- _Text_:
Healthcare - Riyadh, KSA: Maybe not so different from the U.S.
- Much of healthcare delivery is controlled by the Ministry of health (MOH). Saudi Nationals are provided healthcare by the MOH.
- Non-Saudi’s working in the KSA must be provided health insurance coverage by their employer.
- Upwards of 35% of the population of Riyadh are non-Saudi Nationals.
- The MOH is very sensitive to the care provided to Saudi Nationals; especially access to care and such events as premature discharges from hospitals.
- Upwards of 25% of Saudi’s are hypertensive and it is projected that nearly 50% of the population could be diabetic by 2025 due principally to life style issues, including obesity.
- Referral care is provided by multiple large, 1000 bed + regional tertiary centers referred to as “medical cities”. These medical cities provide highly sophisticated, subspecialized medical care by referral or access through emergency departments. Discharges from a medical city is challenging as many patients prefer to receive ongoing care following critical care treatments.
- Primary care is available from 2100 + regionally – positioned primary care centers. Much of the care is episodic; access for ongoing care for chronic conditions is a challenge. There is little integration or coordination of care with the Medical Cities.
- There is a growing private health insurance market and a growing market for private hospitals and related healthcare providers.

- _Task set_:
A - According to the text on healthcare in Riyadh, who must provide health insurance coverage to non-Saudis working in the KSA?
B - Continue the overview of healthcare in Riyadh from its final point.

- _Entries supplied_:
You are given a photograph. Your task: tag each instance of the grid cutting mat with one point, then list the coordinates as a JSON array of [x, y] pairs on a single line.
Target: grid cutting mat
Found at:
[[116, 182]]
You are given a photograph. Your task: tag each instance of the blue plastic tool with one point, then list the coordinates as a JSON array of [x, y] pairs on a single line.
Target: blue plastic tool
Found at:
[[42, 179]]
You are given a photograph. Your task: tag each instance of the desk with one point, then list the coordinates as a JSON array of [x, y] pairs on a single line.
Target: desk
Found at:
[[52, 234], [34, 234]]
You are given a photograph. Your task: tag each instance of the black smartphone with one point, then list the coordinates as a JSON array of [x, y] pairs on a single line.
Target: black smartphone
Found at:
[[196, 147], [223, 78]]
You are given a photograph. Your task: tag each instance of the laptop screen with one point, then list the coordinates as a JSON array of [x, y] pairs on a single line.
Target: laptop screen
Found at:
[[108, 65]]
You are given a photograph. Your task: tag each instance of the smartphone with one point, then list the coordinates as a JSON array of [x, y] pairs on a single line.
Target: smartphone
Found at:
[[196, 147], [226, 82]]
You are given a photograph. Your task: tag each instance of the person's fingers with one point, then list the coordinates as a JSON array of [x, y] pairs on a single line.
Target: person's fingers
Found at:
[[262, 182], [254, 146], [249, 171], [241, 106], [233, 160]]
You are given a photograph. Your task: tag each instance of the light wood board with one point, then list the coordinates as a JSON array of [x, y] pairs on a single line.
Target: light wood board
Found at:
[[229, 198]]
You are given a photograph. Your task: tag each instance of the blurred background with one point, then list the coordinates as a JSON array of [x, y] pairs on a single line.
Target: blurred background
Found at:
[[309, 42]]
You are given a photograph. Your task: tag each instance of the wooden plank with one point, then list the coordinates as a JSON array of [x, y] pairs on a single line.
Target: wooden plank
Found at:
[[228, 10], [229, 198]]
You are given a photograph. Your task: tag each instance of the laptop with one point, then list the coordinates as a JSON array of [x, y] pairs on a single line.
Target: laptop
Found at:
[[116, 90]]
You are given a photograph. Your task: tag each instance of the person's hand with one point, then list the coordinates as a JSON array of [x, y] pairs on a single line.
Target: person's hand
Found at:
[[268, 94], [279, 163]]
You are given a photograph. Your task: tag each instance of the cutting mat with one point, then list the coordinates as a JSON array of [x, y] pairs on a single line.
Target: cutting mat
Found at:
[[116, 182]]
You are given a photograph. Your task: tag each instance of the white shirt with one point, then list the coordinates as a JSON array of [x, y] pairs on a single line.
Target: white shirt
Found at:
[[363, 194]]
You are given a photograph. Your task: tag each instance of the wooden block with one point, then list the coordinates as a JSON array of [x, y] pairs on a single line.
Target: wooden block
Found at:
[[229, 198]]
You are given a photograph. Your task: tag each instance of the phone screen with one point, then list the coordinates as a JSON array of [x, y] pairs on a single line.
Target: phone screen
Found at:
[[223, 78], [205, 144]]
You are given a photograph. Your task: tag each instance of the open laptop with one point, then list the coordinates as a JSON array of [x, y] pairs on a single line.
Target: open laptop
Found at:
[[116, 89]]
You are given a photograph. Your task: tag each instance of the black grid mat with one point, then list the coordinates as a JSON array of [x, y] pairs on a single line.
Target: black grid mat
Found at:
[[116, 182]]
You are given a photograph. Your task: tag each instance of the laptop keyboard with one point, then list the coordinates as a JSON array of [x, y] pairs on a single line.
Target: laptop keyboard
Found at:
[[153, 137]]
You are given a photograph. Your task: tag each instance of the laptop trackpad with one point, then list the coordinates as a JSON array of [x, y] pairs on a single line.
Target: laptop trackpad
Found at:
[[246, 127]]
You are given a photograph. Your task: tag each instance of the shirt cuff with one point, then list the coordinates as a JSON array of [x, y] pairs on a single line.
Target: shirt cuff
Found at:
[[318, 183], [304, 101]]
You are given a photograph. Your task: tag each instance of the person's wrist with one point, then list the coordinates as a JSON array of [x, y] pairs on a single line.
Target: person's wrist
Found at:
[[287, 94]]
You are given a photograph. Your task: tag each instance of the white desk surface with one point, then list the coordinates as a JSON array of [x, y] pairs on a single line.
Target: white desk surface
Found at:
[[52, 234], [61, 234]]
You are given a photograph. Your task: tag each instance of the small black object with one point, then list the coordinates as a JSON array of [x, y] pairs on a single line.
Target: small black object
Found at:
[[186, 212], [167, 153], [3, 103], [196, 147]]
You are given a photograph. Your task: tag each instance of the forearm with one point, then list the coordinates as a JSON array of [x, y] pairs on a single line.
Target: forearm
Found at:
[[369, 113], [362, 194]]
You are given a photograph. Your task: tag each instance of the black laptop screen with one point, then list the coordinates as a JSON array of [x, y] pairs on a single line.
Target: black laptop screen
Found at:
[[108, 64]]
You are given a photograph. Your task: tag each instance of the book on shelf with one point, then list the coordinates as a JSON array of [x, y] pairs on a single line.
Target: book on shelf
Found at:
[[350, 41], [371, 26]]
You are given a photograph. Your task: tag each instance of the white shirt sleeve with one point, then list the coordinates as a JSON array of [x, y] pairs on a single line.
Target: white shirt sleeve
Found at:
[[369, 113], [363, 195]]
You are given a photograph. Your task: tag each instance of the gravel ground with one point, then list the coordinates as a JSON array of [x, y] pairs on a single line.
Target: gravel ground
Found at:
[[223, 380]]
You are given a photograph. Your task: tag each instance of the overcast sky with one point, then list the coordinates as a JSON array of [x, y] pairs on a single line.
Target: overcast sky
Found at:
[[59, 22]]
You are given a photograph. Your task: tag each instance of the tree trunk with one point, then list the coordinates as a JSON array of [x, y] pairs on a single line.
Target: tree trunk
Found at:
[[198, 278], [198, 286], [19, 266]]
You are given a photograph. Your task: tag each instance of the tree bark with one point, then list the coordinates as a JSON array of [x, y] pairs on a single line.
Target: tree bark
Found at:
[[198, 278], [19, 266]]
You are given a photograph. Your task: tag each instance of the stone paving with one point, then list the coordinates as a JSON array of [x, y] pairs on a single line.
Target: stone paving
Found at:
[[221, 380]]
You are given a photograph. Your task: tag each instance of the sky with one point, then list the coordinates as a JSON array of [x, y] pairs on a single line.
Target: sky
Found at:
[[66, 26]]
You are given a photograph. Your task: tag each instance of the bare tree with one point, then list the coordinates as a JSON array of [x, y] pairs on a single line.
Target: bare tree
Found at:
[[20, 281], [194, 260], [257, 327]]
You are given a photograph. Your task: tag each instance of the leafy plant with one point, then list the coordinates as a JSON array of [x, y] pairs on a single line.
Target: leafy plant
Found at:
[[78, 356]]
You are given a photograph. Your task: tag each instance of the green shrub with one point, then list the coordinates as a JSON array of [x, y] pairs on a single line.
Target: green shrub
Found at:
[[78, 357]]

- _Answers_:
A - Their employer must provide it.

B -
- Population growth is creating demand for health services that is rapidly outstripping supply.
- Much of the nursing support is provided by expatriates, including those from the Philippines.
- Post-graduate, specialty education for physicians is limited. Many physician specialists do their training in Europe and Canada.
- The city of Riyadh is less than 70 years old. The youngest medical city is about 10 years old. A new one is under construction now.
- Health care costs as a percentage of GDP is less than 6% due, in part, to the proportion of revenues derived from oil trade.
- Healthcare is considered to be as important corner stone in the foundation of the KSA’s responsibility to the population. Articles on health and health care are prominent in print media daily.
- Physicians employed by the medical cities are compensated on the basis of salary.
- Rural areas remain under-served according to experts consulted.
- Males and females occupy clinical and management positions within the Medical Cities.